Instructions for the task:
Starting at the line that contains "Given the image above, detect the thumb.", return each line exactly as written until the listing below ends, and return no other line.

Given entries:
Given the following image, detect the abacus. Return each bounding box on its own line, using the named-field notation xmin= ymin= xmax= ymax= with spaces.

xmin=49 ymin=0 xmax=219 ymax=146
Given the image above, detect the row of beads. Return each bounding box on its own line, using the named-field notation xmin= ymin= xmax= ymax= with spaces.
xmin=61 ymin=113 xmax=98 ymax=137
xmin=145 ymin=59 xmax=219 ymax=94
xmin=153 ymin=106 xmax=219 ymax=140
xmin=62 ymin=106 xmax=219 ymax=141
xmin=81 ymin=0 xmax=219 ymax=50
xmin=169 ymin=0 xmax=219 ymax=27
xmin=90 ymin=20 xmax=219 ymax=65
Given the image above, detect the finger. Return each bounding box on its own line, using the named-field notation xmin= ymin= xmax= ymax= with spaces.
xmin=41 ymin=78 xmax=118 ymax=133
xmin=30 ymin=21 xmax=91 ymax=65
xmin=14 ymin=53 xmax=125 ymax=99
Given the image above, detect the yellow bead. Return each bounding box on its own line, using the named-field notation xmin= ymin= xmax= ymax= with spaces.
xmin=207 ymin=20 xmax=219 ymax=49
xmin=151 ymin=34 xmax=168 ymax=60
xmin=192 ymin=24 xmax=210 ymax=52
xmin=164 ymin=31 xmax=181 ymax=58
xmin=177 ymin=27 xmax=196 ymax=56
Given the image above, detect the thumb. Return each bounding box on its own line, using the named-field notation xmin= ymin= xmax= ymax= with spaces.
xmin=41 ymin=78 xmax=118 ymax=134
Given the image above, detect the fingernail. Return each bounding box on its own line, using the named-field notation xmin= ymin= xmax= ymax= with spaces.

Exercise response:
Given the image above, detect the thumb. Return each bounding box on its own line, using the named-field notation xmin= ymin= xmax= ymax= with spaces.
xmin=41 ymin=78 xmax=118 ymax=134
Given the image above, detect the fingernail. Return each bounding box on its own line, using the named-field notation xmin= ymin= xmax= ymax= with spaces.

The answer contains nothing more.